What you are asked to do. Quote these lines exactly: the one that holds "Annotation task — mark the white cloud" and every line after it to the end of the material below. Skip pictures.

Entries supplied.
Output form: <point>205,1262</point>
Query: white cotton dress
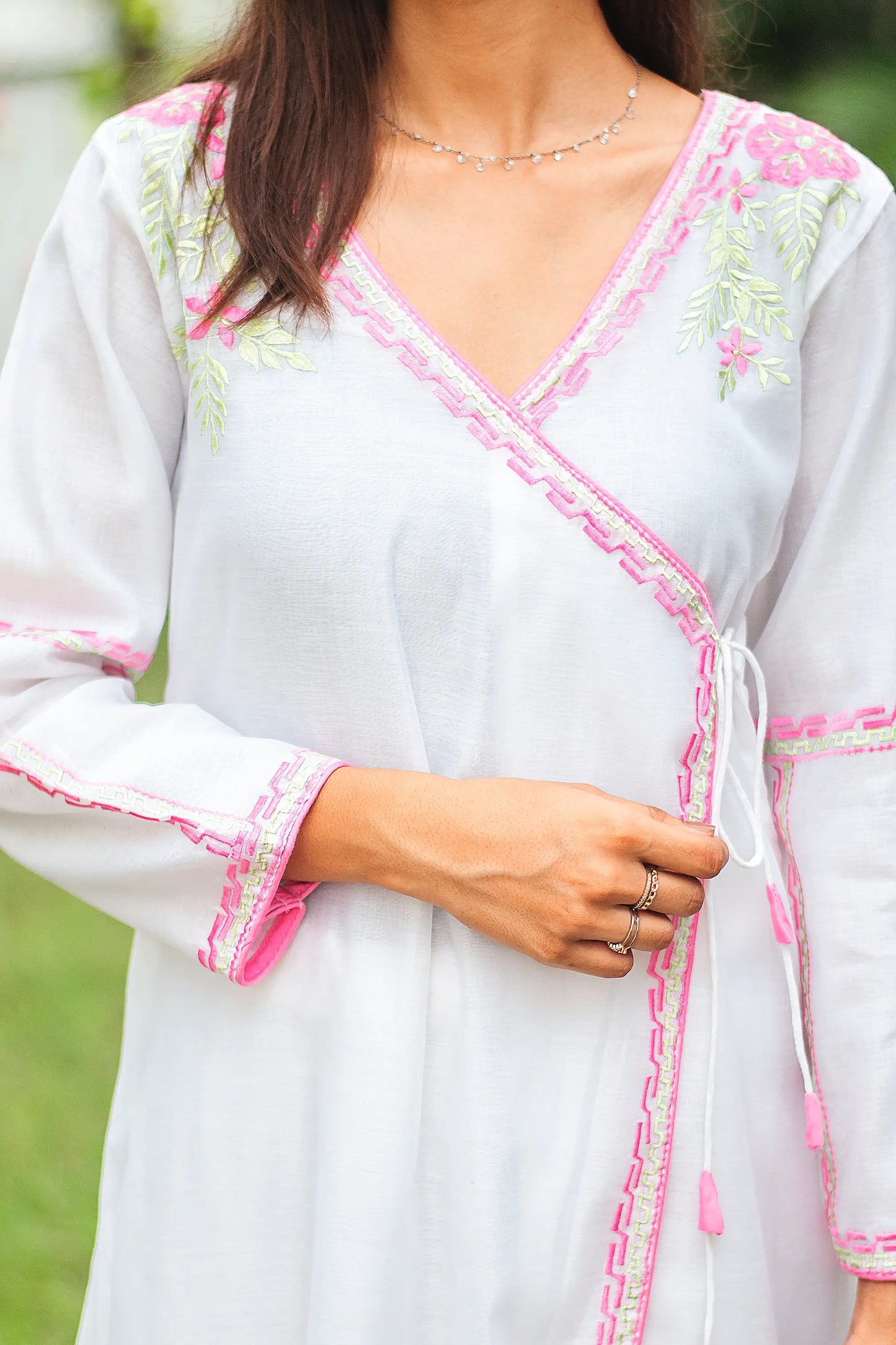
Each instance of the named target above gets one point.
<point>343,1118</point>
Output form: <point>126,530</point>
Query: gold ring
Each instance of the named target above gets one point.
<point>650,890</point>
<point>631,938</point>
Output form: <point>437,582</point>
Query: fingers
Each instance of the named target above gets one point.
<point>595,959</point>
<point>655,931</point>
<point>656,837</point>
<point>677,895</point>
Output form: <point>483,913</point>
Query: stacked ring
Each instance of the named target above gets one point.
<point>650,890</point>
<point>631,938</point>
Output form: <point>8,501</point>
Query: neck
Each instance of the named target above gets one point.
<point>503,74</point>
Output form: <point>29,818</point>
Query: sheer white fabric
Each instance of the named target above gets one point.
<point>404,1133</point>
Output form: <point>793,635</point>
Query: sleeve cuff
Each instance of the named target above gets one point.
<point>261,911</point>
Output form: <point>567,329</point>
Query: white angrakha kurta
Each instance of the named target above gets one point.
<point>381,1127</point>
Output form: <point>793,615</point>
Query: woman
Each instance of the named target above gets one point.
<point>312,345</point>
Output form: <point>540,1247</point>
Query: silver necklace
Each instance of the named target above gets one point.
<point>536,155</point>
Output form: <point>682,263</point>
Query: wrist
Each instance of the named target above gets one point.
<point>367,826</point>
<point>875,1316</point>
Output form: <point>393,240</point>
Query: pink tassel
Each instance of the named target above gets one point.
<point>779,918</point>
<point>711,1220</point>
<point>814,1127</point>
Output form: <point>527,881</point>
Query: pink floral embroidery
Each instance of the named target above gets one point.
<point>737,349</point>
<point>186,107</point>
<point>793,151</point>
<point>224,326</point>
<point>742,190</point>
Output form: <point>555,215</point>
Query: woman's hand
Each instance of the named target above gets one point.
<point>548,869</point>
<point>875,1316</point>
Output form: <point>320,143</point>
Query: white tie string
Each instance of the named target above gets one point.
<point>755,811</point>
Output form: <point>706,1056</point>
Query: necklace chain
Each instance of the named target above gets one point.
<point>535,156</point>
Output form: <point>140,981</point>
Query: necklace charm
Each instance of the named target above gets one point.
<point>535,156</point>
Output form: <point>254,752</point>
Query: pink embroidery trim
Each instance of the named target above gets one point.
<point>530,397</point>
<point>259,916</point>
<point>871,730</point>
<point>186,107</point>
<point>792,151</point>
<point>85,642</point>
<point>644,557</point>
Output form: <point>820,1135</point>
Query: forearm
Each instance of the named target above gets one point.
<point>373,826</point>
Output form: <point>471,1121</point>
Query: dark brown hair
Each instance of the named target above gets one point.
<point>301,151</point>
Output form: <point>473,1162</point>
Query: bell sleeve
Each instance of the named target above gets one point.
<point>825,635</point>
<point>160,815</point>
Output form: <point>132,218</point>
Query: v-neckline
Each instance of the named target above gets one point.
<point>628,261</point>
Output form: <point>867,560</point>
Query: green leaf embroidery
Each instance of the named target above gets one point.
<point>738,300</point>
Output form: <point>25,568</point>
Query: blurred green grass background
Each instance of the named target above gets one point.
<point>62,981</point>
<point>63,969</point>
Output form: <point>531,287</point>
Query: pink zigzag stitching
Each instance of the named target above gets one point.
<point>852,1243</point>
<point>837,735</point>
<point>257,851</point>
<point>84,642</point>
<point>632,303</point>
<point>637,563</point>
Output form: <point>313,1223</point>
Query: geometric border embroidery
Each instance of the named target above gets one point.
<point>368,297</point>
<point>816,738</point>
<point>254,920</point>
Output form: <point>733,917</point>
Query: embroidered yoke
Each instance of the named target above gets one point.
<point>381,1127</point>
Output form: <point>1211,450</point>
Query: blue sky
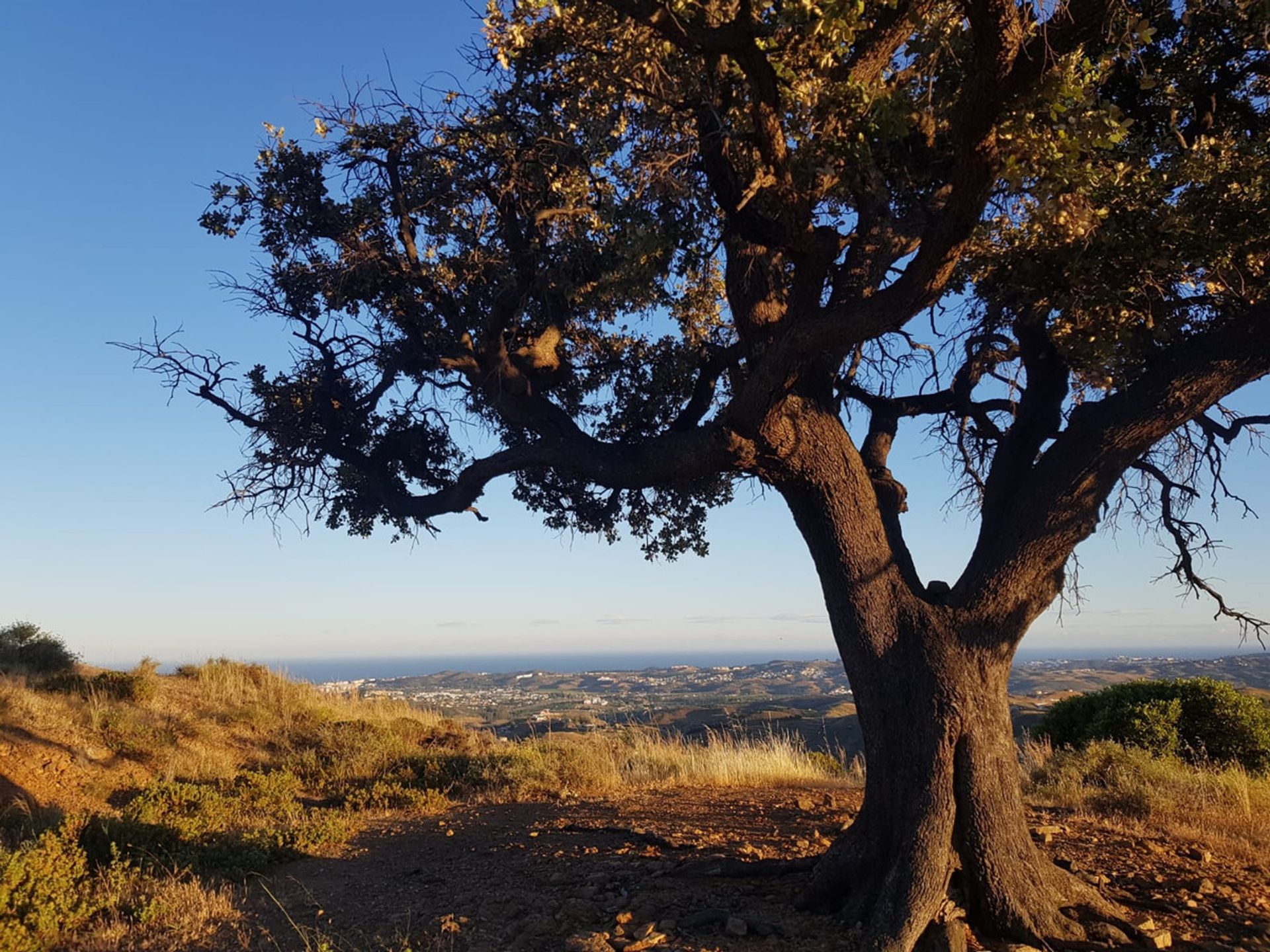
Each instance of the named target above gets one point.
<point>117,113</point>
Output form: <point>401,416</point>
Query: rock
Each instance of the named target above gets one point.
<point>588,942</point>
<point>948,936</point>
<point>650,941</point>
<point>1108,933</point>
<point>578,910</point>
<point>704,917</point>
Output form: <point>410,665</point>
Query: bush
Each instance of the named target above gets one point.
<point>45,890</point>
<point>27,649</point>
<point>1197,719</point>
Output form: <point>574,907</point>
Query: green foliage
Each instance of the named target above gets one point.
<point>28,649</point>
<point>45,890</point>
<point>1198,719</point>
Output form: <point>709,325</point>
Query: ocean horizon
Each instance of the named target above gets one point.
<point>357,668</point>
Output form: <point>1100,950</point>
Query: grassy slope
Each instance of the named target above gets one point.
<point>131,804</point>
<point>130,800</point>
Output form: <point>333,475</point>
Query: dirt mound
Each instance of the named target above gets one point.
<point>635,873</point>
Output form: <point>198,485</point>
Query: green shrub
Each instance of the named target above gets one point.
<point>45,890</point>
<point>1197,719</point>
<point>397,795</point>
<point>28,649</point>
<point>230,828</point>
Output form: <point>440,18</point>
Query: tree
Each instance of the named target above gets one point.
<point>669,245</point>
<point>28,649</point>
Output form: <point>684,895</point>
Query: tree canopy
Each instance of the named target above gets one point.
<point>671,244</point>
<point>653,219</point>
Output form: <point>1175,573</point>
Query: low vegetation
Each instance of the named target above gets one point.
<point>1199,720</point>
<point>189,783</point>
<point>169,790</point>
<point>1217,805</point>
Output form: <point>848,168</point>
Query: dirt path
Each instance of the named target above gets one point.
<point>544,876</point>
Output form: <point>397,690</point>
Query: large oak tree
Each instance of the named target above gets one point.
<point>673,244</point>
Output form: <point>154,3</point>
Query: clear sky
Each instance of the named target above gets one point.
<point>116,116</point>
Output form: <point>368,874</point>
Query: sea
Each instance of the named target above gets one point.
<point>331,669</point>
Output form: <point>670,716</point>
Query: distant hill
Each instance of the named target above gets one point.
<point>808,698</point>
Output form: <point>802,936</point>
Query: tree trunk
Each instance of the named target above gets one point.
<point>943,800</point>
<point>943,791</point>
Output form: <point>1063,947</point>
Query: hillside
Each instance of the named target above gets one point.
<point>812,699</point>
<point>225,808</point>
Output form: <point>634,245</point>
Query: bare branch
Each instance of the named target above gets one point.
<point>1189,539</point>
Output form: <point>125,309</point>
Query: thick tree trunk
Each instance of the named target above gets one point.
<point>943,796</point>
<point>943,800</point>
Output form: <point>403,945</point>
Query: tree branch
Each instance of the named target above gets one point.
<point>1191,537</point>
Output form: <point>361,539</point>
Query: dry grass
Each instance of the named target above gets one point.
<point>605,763</point>
<point>1223,808</point>
<point>181,913</point>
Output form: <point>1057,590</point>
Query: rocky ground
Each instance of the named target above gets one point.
<point>634,873</point>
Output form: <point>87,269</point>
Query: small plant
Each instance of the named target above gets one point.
<point>45,890</point>
<point>28,649</point>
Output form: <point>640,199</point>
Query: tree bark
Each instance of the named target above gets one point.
<point>943,793</point>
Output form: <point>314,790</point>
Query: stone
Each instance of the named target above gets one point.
<point>588,942</point>
<point>948,936</point>
<point>1108,933</point>
<point>650,941</point>
<point>704,917</point>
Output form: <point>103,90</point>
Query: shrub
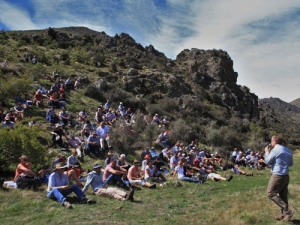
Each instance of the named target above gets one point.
<point>22,140</point>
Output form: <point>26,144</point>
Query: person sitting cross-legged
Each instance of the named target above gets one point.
<point>95,179</point>
<point>59,187</point>
<point>113,174</point>
<point>135,177</point>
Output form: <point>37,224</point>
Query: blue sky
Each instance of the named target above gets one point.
<point>262,37</point>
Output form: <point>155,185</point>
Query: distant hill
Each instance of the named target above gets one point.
<point>197,92</point>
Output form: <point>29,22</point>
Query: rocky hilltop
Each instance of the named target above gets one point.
<point>198,88</point>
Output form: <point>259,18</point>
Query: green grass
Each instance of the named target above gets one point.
<point>241,201</point>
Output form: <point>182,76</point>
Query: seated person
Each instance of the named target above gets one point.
<point>72,161</point>
<point>154,154</point>
<point>53,100</point>
<point>82,116</point>
<point>135,177</point>
<point>252,160</point>
<point>24,176</point>
<point>64,117</point>
<point>69,84</point>
<point>95,179</point>
<point>151,173</point>
<point>38,98</point>
<point>24,169</point>
<point>121,162</point>
<point>5,63</point>
<point>77,84</point>
<point>93,144</point>
<point>110,117</point>
<point>240,159</point>
<point>108,159</point>
<point>75,143</point>
<point>51,116</point>
<point>7,122</point>
<point>174,161</point>
<point>57,135</point>
<point>122,110</point>
<point>59,187</point>
<point>181,173</point>
<point>19,110</point>
<point>237,170</point>
<point>113,174</point>
<point>107,105</point>
<point>99,115</point>
<point>217,158</point>
<point>158,164</point>
<point>87,130</point>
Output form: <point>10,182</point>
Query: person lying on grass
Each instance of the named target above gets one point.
<point>95,179</point>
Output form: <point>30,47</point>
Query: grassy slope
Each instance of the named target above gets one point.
<point>241,201</point>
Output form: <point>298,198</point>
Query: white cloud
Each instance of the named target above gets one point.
<point>15,18</point>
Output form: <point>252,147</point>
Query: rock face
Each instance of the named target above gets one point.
<point>213,70</point>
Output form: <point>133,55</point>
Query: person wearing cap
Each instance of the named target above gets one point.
<point>107,105</point>
<point>154,154</point>
<point>64,117</point>
<point>121,161</point>
<point>108,159</point>
<point>51,116</point>
<point>24,168</point>
<point>113,174</point>
<point>38,98</point>
<point>75,143</point>
<point>135,176</point>
<point>145,152</point>
<point>7,122</point>
<point>95,179</point>
<point>174,160</point>
<point>110,117</point>
<point>93,144</point>
<point>82,116</point>
<point>144,163</point>
<point>121,109</point>
<point>167,154</point>
<point>59,187</point>
<point>181,172</point>
<point>87,130</point>
<point>57,135</point>
<point>19,110</point>
<point>103,133</point>
<point>99,116</point>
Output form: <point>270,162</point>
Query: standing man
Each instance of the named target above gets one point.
<point>103,133</point>
<point>280,159</point>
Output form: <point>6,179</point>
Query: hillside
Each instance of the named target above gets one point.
<point>197,91</point>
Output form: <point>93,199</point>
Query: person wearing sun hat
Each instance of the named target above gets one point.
<point>57,135</point>
<point>24,168</point>
<point>7,122</point>
<point>59,187</point>
<point>135,176</point>
<point>95,179</point>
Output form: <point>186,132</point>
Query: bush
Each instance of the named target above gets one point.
<point>22,140</point>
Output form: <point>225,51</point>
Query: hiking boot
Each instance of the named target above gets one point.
<point>67,205</point>
<point>278,217</point>
<point>129,195</point>
<point>229,178</point>
<point>288,216</point>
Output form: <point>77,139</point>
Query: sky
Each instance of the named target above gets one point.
<point>261,37</point>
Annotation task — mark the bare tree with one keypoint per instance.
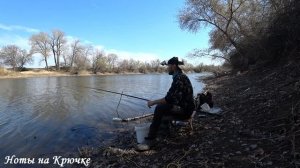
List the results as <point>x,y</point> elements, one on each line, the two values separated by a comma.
<point>231,20</point>
<point>15,57</point>
<point>98,61</point>
<point>40,43</point>
<point>111,59</point>
<point>76,50</point>
<point>57,42</point>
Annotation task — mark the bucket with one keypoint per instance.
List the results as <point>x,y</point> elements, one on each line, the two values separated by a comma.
<point>142,132</point>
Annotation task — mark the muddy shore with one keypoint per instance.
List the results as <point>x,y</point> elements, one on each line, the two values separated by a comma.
<point>258,127</point>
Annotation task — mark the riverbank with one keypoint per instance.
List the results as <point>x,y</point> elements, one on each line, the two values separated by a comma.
<point>43,73</point>
<point>259,127</point>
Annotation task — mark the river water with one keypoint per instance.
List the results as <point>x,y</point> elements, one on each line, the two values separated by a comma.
<point>54,115</point>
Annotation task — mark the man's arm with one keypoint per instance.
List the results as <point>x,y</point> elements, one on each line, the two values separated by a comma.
<point>158,101</point>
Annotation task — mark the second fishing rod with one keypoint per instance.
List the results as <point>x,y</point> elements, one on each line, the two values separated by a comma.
<point>109,91</point>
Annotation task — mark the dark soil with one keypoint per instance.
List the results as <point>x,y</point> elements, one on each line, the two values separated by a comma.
<point>258,127</point>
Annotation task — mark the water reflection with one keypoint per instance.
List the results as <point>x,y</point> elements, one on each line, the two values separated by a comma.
<point>58,114</point>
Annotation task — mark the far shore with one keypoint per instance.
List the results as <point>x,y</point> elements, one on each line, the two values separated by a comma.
<point>45,73</point>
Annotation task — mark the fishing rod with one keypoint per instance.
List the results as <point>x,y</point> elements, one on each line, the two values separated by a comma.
<point>109,91</point>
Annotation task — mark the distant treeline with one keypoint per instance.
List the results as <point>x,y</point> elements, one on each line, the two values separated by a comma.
<point>74,56</point>
<point>246,34</point>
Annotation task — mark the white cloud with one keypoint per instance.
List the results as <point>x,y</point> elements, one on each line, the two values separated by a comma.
<point>18,28</point>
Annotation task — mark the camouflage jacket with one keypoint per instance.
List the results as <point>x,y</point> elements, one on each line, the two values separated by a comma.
<point>181,92</point>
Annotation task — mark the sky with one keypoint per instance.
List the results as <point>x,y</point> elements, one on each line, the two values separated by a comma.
<point>139,29</point>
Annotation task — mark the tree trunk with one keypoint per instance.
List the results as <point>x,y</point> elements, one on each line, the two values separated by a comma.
<point>46,64</point>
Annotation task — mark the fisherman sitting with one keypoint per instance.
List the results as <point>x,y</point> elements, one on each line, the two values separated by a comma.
<point>179,101</point>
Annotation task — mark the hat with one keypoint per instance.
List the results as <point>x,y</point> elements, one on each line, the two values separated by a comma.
<point>172,61</point>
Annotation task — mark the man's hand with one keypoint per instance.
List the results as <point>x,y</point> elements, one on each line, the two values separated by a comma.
<point>150,103</point>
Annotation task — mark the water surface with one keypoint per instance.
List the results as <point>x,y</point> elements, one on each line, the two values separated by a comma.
<point>55,115</point>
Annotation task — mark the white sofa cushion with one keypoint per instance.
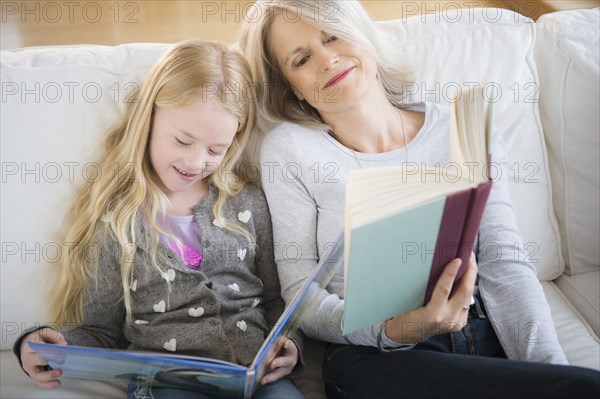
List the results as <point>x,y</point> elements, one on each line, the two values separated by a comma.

Reply.
Annotation task — mark the white cloud with one keypoint per instance.
List the results as <point>x,y</point> elements, one on each line, the two values separated by a comma.
<point>18,28</point>
Annotation task — mark the camouflage jacket with one keypoint per instance.
List the results as <point>x,y</point> elements, one on each line, the two values separated by a comma.
<point>181,92</point>
Annotation task — mark the sky with one keypoint per instance.
List the results as <point>x,y</point> elements, one on each line, the two values separated by a comma.
<point>139,29</point>
Annotation task — mark the tree trunk with one keypoint per instance.
List the results as <point>x,y</point> elements, one on each line, the two values separated by a comma.
<point>46,64</point>
Annotation task — mark the fisherman sitting with one keypoint per instance.
List the results as <point>x,y</point> elements, one on each line, the two values separated by a comma.
<point>179,101</point>
Annotation task — mark the hat with one keypoint per instance.
List the results as <point>x,y</point> elements, one on each line, the two values separated by a comma.
<point>172,61</point>
Annotation task — mark the man's hand with one keypoint per instance.
List the results as <point>x,y</point> elements, one on each line, the two values separated by a comma.
<point>150,103</point>
Annotation task — mark the water surface with one keypoint per instance.
List the results as <point>x,y</point> elements, one on each line, the two values separated by a comma.
<point>55,115</point>
Annotation task — mark the white sofa cushion with one keypoint per instance.
List the results as <point>x,y</point> elements, one on each line, the two values separated by a comma.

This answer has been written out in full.